Tasks to perform >>
A: Answer each question from the earnings call excerpt below, one per line.
(i) What was the EBITDA margin in H1 FY 2022?
(ii) When was the Greater Noida facility commissioned?
(iii) What kind of inhibitor is JBI-778?
B: Using the earnings call excerpt below, mark each statement yes or no and quote the words that settle it.
(i) JBI-802 is in a Phase III trial.
(ii) The FDA has cleared the IND for JBI-778.
(iii) The GSNOR inhibitor findings were published jointly with the Wistar Institute.
C: Write the next part of the earnings call excerpt below, picking up after its last sentence.

Passage to read >>
........
EBITDA was at INR 114 crore versus INR 122 crore in H1 FY 2022, with a margin of 19% versus 27.1% in H1 FY 2022. In our drug discovery service business, we witnessed strong demand from target customers for integrated drug discovery services, functional chemistry and DMPK. However, the market is adopting more selective approach in launching new projects. Strong incremental overflow supported by the Greater Noida facility that was commissioned in September 2021. Sequentially revenue higher in line with historical trends of Q2 being the stronger quarter. The commissioning and validation of the Greater Noida DMPK in vitro facility to enable comprehensive service capability from the site. With this, a warm Diwali wish to all. Now I hand over to Syed to discuss the proprietary novel drugs pipeline.
Thanks, Giuliano. Good evening, everyone. In our proprietary novel drug business, we are focused on developing potential first-in-class and best-in-class precision therapies in oncology and autoimmune space. The company uses Jubilant's proven discovery engine with a structure-based drug discovery expertise and a track record of partnerships. Phase I/II trial is ongoing for JBI-802, a dual LSD1 HDAC6 epigenetic modulating agent for patients in advanced solid tumors, with the primary objective to identify the recommended phase II dose and to evaluate the safety and antitumor activity of JBI-802. Target indications include subsets of small cell lung cancer, neuroendocrine prostate cancer, and other neuroendocrine tumors with specific genetic signatures. We expect to have initial clinical data by early next year.
We have received FDA clearance of the IND for our second program, JBI-778, an oral brain penetrant and selective PRMT5 inhibitor for the treatment of solid tumors with brain metastasis and as well as primary brain tumors. We recently published cutting-edge findings on the effect of our first-in-class GSNOR inhibitor in halting cancer progression and tumor metastasis in the prestigious peer-reviewed Cancer Research journal, jointly with the Wistar Institute in Philadelphia.
........
Provided records >>
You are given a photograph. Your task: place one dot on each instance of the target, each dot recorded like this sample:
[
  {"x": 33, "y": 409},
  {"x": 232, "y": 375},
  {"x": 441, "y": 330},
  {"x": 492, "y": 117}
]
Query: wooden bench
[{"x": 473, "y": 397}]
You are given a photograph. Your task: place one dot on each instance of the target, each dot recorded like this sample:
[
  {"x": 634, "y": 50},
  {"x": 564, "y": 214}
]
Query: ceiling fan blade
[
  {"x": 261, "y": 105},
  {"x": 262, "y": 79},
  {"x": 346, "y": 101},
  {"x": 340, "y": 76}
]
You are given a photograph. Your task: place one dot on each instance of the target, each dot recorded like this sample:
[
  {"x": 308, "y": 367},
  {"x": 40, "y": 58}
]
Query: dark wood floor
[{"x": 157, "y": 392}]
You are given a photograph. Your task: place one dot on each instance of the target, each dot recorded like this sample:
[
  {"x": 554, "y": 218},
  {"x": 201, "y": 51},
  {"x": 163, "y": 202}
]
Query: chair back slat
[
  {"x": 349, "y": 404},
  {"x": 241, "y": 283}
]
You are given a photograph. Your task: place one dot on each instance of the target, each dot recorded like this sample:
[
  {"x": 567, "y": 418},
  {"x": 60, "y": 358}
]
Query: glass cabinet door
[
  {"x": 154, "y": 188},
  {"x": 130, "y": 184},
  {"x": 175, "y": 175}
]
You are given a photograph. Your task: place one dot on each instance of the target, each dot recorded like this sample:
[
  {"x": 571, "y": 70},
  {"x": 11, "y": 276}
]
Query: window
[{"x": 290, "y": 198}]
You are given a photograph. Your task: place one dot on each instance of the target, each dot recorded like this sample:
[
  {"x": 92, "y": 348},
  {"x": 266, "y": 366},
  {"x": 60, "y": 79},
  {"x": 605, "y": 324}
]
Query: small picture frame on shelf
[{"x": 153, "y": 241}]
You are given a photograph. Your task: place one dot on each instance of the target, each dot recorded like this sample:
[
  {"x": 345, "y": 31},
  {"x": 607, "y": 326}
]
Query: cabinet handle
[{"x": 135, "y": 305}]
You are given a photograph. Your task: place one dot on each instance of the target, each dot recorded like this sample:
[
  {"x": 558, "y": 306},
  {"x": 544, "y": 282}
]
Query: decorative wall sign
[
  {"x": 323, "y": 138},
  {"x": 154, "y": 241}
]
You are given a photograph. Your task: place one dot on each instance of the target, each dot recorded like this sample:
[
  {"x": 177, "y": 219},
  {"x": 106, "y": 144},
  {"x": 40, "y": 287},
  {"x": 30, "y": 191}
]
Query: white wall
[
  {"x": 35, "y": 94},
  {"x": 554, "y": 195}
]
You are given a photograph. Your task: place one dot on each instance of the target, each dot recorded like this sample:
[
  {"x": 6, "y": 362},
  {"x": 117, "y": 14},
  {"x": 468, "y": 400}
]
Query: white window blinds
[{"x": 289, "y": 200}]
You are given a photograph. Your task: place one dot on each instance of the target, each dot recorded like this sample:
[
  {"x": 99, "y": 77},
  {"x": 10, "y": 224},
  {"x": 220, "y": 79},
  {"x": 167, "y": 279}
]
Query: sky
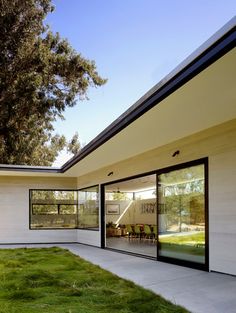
[{"x": 135, "y": 44}]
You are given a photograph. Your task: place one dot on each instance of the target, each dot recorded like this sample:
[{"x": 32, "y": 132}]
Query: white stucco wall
[
  {"x": 14, "y": 210},
  {"x": 89, "y": 237},
  {"x": 219, "y": 145},
  {"x": 222, "y": 212}
]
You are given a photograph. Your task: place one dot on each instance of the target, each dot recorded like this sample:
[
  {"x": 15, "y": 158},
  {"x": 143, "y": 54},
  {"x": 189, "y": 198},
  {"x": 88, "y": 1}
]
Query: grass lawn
[{"x": 54, "y": 280}]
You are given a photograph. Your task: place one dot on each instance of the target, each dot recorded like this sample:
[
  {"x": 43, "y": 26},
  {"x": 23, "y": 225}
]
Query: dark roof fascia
[
  {"x": 22, "y": 168},
  {"x": 162, "y": 90},
  {"x": 220, "y": 43}
]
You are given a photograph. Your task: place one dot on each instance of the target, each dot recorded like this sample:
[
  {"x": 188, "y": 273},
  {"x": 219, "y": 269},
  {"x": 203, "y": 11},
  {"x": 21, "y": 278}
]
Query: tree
[{"x": 41, "y": 75}]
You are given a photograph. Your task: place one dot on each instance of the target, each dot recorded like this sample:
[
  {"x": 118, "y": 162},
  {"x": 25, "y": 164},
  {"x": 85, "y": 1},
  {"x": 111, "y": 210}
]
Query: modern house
[{"x": 159, "y": 182}]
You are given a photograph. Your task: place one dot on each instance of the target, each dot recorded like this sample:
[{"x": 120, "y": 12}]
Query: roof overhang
[{"x": 198, "y": 94}]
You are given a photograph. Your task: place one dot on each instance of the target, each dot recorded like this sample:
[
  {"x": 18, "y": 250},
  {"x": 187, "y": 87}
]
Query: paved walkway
[{"x": 198, "y": 291}]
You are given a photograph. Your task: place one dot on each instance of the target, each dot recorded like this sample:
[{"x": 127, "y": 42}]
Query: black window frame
[
  {"x": 58, "y": 209},
  {"x": 99, "y": 195},
  {"x": 202, "y": 161}
]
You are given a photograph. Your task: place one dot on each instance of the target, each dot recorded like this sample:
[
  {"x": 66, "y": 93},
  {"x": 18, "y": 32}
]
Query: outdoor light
[{"x": 175, "y": 153}]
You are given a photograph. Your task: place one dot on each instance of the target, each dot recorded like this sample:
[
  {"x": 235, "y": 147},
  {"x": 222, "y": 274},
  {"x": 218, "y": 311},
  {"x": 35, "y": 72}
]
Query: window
[
  {"x": 88, "y": 210},
  {"x": 53, "y": 209}
]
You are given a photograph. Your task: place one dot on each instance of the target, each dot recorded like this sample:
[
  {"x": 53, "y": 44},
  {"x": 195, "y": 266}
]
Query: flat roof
[{"x": 213, "y": 49}]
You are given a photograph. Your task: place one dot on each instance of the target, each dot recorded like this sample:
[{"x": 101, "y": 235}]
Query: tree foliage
[{"x": 41, "y": 75}]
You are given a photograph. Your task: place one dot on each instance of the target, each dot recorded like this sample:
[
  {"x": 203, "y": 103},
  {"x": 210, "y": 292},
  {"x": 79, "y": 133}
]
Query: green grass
[{"x": 54, "y": 280}]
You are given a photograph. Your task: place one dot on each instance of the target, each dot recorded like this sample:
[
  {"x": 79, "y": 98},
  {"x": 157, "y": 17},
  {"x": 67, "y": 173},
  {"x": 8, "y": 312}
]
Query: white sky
[{"x": 135, "y": 43}]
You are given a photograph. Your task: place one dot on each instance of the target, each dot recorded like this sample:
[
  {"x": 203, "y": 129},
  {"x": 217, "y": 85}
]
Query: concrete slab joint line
[{"x": 197, "y": 291}]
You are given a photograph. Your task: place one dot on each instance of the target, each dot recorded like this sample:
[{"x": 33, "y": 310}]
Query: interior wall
[
  {"x": 14, "y": 210},
  {"x": 134, "y": 214}
]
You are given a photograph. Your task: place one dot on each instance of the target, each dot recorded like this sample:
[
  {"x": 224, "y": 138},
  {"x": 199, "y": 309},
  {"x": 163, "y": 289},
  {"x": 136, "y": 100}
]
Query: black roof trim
[
  {"x": 28, "y": 168},
  {"x": 162, "y": 90},
  {"x": 214, "y": 48}
]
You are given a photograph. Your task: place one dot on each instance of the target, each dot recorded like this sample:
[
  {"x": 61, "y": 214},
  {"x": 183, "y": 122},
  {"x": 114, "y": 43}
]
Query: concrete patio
[{"x": 198, "y": 291}]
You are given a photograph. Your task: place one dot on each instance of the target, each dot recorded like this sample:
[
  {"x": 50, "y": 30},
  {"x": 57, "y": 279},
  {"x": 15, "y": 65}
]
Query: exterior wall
[
  {"x": 219, "y": 145},
  {"x": 14, "y": 210},
  {"x": 222, "y": 213}
]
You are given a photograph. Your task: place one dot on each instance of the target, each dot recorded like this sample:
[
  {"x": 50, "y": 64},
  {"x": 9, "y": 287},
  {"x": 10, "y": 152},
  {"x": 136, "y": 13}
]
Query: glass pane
[
  {"x": 53, "y": 209},
  {"x": 181, "y": 204},
  {"x": 88, "y": 211},
  {"x": 131, "y": 211}
]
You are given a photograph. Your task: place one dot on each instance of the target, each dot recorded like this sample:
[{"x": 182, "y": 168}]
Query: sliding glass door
[
  {"x": 162, "y": 215},
  {"x": 182, "y": 214}
]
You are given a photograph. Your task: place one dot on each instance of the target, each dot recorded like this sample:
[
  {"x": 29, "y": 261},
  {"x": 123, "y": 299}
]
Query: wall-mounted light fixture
[{"x": 175, "y": 153}]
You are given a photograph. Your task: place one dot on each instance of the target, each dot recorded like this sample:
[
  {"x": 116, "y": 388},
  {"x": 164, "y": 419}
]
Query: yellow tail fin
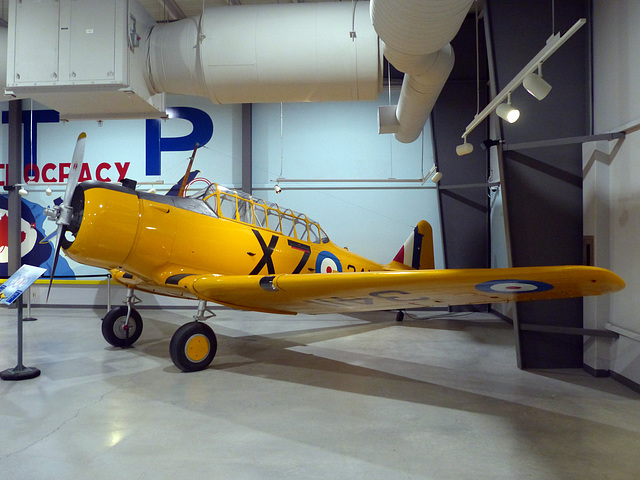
[{"x": 417, "y": 251}]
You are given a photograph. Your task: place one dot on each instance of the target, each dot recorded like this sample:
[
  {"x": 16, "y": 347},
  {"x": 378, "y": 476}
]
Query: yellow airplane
[{"x": 224, "y": 246}]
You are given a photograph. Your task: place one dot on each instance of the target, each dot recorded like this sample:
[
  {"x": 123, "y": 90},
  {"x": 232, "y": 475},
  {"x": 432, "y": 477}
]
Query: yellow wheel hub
[{"x": 197, "y": 348}]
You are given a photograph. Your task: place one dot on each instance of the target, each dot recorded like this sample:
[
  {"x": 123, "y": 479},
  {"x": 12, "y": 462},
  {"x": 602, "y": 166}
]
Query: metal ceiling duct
[
  {"x": 269, "y": 53},
  {"x": 416, "y": 36}
]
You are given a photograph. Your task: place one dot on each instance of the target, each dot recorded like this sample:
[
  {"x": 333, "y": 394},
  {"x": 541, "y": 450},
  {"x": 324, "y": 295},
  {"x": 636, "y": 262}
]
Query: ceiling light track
[{"x": 534, "y": 84}]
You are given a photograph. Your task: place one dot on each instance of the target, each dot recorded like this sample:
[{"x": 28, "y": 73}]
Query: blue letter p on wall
[{"x": 155, "y": 144}]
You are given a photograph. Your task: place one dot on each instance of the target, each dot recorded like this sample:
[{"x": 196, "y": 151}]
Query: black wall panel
[{"x": 543, "y": 186}]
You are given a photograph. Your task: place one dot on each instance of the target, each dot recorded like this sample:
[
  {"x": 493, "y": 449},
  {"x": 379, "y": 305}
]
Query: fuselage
[{"x": 154, "y": 240}]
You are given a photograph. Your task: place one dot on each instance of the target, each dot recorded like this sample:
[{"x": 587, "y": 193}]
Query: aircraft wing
[{"x": 392, "y": 290}]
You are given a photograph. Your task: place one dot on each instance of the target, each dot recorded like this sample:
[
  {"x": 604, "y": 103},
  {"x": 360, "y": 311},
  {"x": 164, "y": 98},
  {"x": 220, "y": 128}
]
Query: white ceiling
[{"x": 167, "y": 10}]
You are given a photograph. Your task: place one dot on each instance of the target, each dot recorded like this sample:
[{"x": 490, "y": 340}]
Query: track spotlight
[
  {"x": 508, "y": 111},
  {"x": 536, "y": 85},
  {"x": 464, "y": 149},
  {"x": 488, "y": 143}
]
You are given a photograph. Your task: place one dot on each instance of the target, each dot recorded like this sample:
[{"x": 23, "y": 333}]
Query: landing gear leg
[
  {"x": 122, "y": 326},
  {"x": 194, "y": 345},
  {"x": 204, "y": 312}
]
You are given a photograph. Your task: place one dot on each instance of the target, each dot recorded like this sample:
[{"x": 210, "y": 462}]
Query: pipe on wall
[
  {"x": 269, "y": 53},
  {"x": 416, "y": 36}
]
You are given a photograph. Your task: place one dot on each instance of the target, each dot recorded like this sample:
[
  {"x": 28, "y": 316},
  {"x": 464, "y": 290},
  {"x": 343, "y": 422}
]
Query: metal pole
[{"x": 20, "y": 372}]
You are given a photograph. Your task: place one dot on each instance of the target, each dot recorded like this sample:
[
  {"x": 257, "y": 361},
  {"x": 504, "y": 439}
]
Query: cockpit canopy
[{"x": 234, "y": 205}]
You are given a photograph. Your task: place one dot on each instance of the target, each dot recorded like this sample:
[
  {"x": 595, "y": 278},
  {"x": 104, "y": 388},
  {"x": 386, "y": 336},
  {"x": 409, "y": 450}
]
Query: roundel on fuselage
[{"x": 327, "y": 262}]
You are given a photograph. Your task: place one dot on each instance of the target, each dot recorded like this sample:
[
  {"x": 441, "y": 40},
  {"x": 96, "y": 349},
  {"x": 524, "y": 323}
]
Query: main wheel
[
  {"x": 193, "y": 347},
  {"x": 117, "y": 331}
]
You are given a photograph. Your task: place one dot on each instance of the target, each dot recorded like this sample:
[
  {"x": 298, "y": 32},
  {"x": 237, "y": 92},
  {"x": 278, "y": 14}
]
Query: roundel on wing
[
  {"x": 513, "y": 286},
  {"x": 327, "y": 262}
]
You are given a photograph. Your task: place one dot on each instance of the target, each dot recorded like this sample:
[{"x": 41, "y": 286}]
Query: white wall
[
  {"x": 617, "y": 186},
  {"x": 340, "y": 141}
]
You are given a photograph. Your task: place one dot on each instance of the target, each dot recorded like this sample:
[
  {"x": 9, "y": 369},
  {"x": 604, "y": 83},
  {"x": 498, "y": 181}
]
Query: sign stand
[{"x": 10, "y": 291}]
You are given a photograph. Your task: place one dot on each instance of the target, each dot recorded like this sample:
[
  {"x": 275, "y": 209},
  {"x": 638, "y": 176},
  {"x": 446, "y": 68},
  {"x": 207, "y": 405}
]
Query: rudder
[{"x": 417, "y": 251}]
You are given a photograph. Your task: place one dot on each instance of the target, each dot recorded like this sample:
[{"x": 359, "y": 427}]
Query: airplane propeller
[{"x": 63, "y": 214}]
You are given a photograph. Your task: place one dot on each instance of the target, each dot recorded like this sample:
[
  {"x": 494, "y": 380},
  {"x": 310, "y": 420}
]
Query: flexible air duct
[
  {"x": 416, "y": 34},
  {"x": 269, "y": 53}
]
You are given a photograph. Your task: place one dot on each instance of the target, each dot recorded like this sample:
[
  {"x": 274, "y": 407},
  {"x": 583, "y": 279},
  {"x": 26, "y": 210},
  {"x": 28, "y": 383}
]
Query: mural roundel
[
  {"x": 513, "y": 286},
  {"x": 327, "y": 262}
]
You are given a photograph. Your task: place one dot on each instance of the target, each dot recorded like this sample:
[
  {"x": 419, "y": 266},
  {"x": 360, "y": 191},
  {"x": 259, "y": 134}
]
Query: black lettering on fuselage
[
  {"x": 267, "y": 251},
  {"x": 306, "y": 249}
]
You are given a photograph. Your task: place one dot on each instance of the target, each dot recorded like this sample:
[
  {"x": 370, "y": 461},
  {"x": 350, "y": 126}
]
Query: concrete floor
[{"x": 301, "y": 397}]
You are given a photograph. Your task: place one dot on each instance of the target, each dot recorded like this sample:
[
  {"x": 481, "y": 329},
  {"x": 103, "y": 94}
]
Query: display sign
[{"x": 19, "y": 282}]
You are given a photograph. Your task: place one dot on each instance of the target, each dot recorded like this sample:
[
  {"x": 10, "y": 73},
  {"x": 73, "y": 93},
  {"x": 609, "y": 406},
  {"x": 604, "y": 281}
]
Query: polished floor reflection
[{"x": 305, "y": 397}]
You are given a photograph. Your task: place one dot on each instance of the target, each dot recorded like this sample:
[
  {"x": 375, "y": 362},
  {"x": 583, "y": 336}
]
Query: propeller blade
[
  {"x": 65, "y": 210},
  {"x": 76, "y": 167},
  {"x": 60, "y": 232}
]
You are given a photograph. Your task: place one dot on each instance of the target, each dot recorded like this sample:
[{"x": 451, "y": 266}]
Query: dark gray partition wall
[
  {"x": 464, "y": 204},
  {"x": 543, "y": 186}
]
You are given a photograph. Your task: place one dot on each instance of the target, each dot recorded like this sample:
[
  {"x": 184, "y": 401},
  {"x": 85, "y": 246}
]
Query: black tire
[
  {"x": 113, "y": 327},
  {"x": 193, "y": 347}
]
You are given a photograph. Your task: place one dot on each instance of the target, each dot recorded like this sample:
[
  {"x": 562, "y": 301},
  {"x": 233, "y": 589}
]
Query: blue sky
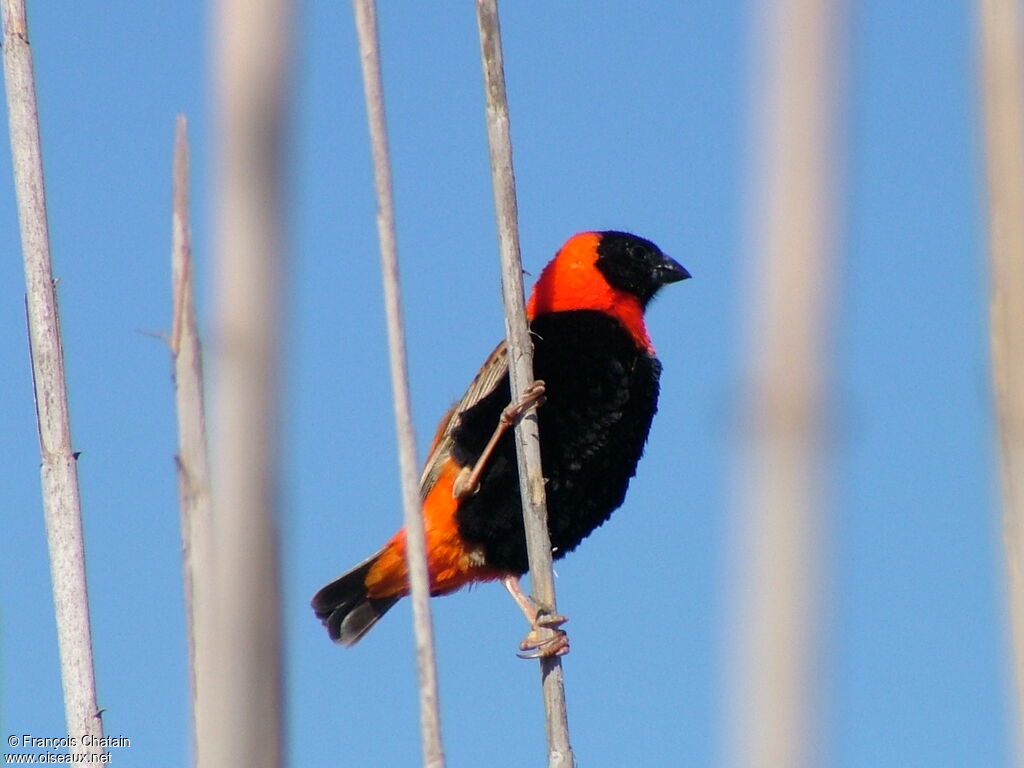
[{"x": 634, "y": 119}]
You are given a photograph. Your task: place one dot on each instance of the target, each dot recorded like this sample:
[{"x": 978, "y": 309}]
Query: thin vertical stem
[
  {"x": 252, "y": 59},
  {"x": 433, "y": 753},
  {"x": 193, "y": 461},
  {"x": 521, "y": 370},
  {"x": 782, "y": 502},
  {"x": 61, "y": 505},
  {"x": 1001, "y": 81}
]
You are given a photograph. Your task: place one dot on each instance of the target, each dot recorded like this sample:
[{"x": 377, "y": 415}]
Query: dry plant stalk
[
  {"x": 251, "y": 59},
  {"x": 433, "y": 753},
  {"x": 193, "y": 458},
  {"x": 999, "y": 26},
  {"x": 59, "y": 475},
  {"x": 782, "y": 518},
  {"x": 520, "y": 352}
]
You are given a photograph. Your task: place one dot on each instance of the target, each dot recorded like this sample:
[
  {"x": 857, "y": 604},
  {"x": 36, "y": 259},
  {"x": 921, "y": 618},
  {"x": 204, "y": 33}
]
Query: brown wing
........
Task-by-task results >>
A:
(i) 27.1%
(ii) September 2021
(iii) An oral brain penetrant and selective PRMT5 inhibitor

B:
(i) No: "Phase I/II trial is ongoing for JBI-802"
(ii) Yes: "We have received FDA clearance of the IND for our second program, JBI-778"
(iii) Yes: "jointly with the Wistar Institute in Philadelphia"

C:
We also presented preclinical data on the activity of our lead dual epigenetic modifier, JBI-802, in hard-to-treat MYC-amplified neuroendocrine tumor models at American Association for Cancer Research, AACR, Epigenomics Conference. These presentations show that our company's R&D is gaining global recognition in the field of cancer research. Jubilant Therapeutics is now a clinical-stage biotech with higher value creation opportunities, driven by emerging data from first-in-human studies and additional R&D files. With this, I now hand over to Arun to discuss the financials and wishing you and your family a very happy Diwali. Thank you.
Thank you, Syed. A very good evening, and thank everyone for taking out time and joining us on our quarterly earnings conference call. I would like to highlight the company's financial performance for the second quarter and first half of financial year 2023. Q2 FY 2023 financials. Jubilant Pharma's revenue were at INR 1,600 crore versus INR 1,657 crore in Q2 FY 2022, and INR 1,452 crore in Q1 FY 2023. Reported EBITDA was at INR 233 crore versus INR 344 crore in Q2 FY 2022 and INR 204 crore in Q1 FY 2023. Depreciation amortization expense during the quarter was at INR 94 crore versus INR 100 crore in Q2 FY 2022. Finance cost at INR 42 crore versus INR 35 crore in Q2 FY 2022.
Exceptional cost of INR 57 crore included INR 48 crore of foreclosure charges related to bond repayment and balance due to write-off of capitalized debt origination cost. We expect savings from the lower interest rate pursuant to the refinancing will enable recovery of this cost over the tenure of this new facility. Debt was at INR 5 crore as compared with INR 143 crore in Q2 FY22 and INR 147 crore in Q1 FY23. Normalized debt was at INR 62 crore as compared with INR 143 crore in Q2 FY22 and INR 47 crore in Q1 FY23. EPS was INR 0.34 per share versus INR 8.97 in Q2 last year and INR 2.96 in Q1 FY23. Normalized EPS was at INR 3.88 per share in Q2 FY23.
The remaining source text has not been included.